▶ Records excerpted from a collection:
* * *

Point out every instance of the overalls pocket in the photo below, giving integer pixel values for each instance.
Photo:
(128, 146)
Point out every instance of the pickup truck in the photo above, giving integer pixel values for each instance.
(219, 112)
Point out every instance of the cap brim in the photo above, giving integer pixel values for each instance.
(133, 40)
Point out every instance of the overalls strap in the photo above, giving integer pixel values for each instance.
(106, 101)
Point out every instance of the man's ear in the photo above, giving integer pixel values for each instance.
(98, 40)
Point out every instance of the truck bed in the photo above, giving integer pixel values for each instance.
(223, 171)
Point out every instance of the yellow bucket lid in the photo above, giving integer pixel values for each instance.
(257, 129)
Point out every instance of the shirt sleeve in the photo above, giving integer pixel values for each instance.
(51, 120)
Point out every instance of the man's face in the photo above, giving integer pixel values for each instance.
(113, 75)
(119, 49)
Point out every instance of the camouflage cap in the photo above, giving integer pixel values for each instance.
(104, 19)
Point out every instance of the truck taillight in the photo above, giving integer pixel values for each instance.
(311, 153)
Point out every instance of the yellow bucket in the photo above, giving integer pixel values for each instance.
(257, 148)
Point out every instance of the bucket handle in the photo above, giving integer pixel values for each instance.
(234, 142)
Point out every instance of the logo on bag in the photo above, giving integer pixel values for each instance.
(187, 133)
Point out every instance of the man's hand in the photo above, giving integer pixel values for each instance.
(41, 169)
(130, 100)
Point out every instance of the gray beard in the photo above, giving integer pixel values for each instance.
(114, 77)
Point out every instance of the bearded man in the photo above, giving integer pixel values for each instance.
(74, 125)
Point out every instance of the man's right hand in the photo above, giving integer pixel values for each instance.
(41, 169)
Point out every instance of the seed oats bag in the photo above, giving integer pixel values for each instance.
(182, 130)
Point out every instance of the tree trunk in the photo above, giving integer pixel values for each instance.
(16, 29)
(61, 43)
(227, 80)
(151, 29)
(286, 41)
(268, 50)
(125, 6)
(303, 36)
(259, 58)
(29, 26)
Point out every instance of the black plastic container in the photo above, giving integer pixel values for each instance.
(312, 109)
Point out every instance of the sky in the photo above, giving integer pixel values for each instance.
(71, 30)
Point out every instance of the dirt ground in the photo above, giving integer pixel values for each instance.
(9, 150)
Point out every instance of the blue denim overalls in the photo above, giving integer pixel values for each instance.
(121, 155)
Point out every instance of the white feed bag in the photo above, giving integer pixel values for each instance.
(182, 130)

* * *

▶ TASK OBJECTIVE: Quote the listing word for word, starting at the line that contains "Point out every instance of the dirt" and stopping after its final line. Include nothing before that starting line.

▶ TASK RESPONSE:
Point out every instance of the dirt ground in the photo above, giving integer pixel values for each instance.
(9, 150)
Point out every instance of the blue denim overalls in the photo above, giving integer pixel values for each instance.
(121, 155)
Point out every instance of the white feed bag in the photo above, giving integer pixel values for each instance.
(182, 130)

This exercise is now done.